#### The problem
From the entries that follow, reproduce exactly and only the lines from the line with "Rules: pick out each instance of the lower" to the line with "Where can the blue", endpoints included.

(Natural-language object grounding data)
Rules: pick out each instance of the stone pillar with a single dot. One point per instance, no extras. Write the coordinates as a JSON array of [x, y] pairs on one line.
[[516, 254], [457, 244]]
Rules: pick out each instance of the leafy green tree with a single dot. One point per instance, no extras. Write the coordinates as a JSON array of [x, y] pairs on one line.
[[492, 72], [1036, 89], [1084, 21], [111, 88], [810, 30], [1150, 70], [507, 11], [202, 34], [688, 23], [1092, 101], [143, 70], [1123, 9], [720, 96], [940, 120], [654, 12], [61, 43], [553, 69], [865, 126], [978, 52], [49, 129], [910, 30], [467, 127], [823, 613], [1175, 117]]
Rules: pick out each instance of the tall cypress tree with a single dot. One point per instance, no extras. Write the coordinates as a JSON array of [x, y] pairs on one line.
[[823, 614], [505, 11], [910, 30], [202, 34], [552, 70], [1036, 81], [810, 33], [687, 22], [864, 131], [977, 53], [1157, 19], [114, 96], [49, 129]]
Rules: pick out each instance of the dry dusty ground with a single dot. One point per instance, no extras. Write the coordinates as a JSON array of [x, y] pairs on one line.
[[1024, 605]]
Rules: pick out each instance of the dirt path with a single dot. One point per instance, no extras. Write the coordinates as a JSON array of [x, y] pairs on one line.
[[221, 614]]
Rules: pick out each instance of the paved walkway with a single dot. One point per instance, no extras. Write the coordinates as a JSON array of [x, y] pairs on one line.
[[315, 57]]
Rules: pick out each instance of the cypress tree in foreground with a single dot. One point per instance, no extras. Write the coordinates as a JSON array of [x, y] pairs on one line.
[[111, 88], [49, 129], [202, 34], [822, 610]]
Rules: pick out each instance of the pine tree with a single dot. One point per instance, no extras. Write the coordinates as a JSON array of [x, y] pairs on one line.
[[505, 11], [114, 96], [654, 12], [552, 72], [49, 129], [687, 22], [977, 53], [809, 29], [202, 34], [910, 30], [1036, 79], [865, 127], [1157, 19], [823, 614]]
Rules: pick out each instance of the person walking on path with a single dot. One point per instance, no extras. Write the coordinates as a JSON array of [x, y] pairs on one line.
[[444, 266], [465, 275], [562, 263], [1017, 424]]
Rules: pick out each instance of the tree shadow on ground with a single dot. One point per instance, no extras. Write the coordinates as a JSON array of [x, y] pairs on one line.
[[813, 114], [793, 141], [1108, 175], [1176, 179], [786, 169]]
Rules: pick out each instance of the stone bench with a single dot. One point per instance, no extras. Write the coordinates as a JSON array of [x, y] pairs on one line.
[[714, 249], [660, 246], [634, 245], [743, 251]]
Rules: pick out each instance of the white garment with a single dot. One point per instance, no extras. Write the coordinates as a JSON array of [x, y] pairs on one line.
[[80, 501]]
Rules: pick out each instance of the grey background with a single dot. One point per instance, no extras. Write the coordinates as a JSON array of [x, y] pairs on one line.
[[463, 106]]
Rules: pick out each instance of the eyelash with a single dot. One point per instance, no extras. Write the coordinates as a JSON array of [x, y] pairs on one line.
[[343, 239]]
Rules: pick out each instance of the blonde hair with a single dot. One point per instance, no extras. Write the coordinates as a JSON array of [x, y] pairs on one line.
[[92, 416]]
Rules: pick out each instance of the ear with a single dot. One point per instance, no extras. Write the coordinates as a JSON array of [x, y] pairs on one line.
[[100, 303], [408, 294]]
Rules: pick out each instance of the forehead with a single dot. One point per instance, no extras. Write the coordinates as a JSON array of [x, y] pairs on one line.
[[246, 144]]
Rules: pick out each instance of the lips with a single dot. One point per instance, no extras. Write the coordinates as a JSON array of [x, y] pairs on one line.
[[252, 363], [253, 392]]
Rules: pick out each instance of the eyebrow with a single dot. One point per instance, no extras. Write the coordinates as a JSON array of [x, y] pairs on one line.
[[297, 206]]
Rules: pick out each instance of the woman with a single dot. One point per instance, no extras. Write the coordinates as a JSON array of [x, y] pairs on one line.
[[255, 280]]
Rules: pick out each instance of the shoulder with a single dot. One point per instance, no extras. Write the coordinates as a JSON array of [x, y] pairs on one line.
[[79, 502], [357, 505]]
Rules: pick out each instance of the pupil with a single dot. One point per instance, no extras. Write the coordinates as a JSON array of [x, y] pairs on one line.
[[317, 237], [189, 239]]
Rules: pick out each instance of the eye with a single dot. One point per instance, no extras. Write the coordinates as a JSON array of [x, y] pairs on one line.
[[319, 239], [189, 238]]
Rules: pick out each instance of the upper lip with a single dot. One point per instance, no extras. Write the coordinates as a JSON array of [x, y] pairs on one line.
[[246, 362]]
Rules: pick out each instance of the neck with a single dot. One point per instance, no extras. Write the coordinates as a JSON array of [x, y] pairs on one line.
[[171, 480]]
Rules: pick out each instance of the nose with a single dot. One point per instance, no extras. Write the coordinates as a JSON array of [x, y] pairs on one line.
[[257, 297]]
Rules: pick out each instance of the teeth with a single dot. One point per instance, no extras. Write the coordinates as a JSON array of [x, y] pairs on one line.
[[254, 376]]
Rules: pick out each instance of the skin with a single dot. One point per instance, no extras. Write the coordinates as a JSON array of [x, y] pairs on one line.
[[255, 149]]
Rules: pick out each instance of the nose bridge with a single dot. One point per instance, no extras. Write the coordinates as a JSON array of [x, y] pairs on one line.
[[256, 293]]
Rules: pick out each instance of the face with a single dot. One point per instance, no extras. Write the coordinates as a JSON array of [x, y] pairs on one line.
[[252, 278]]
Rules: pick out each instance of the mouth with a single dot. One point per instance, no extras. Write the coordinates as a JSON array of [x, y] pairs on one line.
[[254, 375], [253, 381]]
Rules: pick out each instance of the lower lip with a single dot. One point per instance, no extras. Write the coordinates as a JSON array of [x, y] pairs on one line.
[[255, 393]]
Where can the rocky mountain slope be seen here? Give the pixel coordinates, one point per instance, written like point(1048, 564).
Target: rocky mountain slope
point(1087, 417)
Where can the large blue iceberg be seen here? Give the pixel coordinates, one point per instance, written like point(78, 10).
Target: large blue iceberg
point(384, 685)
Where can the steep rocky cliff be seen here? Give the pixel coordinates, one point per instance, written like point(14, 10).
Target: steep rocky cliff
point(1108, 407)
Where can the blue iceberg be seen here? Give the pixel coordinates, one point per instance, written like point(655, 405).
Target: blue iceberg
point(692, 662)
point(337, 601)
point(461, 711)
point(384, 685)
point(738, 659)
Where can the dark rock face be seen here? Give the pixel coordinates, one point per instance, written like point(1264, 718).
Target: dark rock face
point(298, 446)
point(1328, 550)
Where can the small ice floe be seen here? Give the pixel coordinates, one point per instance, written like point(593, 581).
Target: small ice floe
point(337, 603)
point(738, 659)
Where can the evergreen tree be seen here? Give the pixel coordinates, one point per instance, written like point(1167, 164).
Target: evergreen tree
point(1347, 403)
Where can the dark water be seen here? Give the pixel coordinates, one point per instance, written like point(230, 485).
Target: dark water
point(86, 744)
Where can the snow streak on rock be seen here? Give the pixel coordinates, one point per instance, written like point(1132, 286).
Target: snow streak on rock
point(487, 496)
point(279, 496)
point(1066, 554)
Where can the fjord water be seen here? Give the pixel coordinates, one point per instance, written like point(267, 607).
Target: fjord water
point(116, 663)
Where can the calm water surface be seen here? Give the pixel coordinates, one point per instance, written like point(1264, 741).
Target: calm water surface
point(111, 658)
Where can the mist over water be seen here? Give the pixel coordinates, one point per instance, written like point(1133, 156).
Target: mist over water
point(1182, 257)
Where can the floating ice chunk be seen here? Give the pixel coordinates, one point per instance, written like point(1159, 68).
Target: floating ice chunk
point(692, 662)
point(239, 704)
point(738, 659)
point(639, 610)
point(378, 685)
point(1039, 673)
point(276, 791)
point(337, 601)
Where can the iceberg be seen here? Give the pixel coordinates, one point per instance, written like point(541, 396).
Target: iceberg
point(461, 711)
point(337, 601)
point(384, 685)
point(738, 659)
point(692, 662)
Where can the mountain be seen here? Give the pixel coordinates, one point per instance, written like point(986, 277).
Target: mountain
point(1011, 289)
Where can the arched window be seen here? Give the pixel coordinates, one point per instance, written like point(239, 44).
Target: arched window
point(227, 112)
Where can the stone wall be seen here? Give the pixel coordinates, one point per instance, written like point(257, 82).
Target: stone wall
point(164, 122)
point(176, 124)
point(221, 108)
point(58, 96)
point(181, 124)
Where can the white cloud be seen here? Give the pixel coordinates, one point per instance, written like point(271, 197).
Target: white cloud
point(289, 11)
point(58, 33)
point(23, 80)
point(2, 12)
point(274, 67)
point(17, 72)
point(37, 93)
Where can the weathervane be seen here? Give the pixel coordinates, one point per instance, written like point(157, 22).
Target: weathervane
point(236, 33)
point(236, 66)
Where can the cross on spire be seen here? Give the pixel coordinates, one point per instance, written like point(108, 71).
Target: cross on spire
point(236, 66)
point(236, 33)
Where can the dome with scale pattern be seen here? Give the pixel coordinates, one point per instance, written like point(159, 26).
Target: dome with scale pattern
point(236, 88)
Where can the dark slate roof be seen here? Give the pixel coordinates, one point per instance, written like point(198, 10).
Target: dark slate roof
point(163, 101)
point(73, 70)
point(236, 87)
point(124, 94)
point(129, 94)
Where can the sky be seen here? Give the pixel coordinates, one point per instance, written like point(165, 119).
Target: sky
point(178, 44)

#### Written response
Rules: pick out each instance of the lower lip with a single dot. One point per instance, no extras. Write the coordinates as a JSON array of [x, y] pairs on one line.
[[255, 393]]
Where can the rocky mountain slope be seen here? Give the pixel coordinates, one point per instance, written like point(1048, 564).
Target: rocky mountain slope
point(1087, 417)
Where can the large blue iceberg be seen here? Give the pixel coordinates, one point per instance, written like point(78, 10).
Target: large blue iceberg
point(384, 685)
Where can the steep rocky cliff be seen here? Give the pixel coordinates, one point per instance, written like point(14, 10).
Target: steep rocky cliff
point(1108, 407)
Where can the blue iceberg be seen here? Give the pixel coordinates, one point per instance, written like point(655, 405).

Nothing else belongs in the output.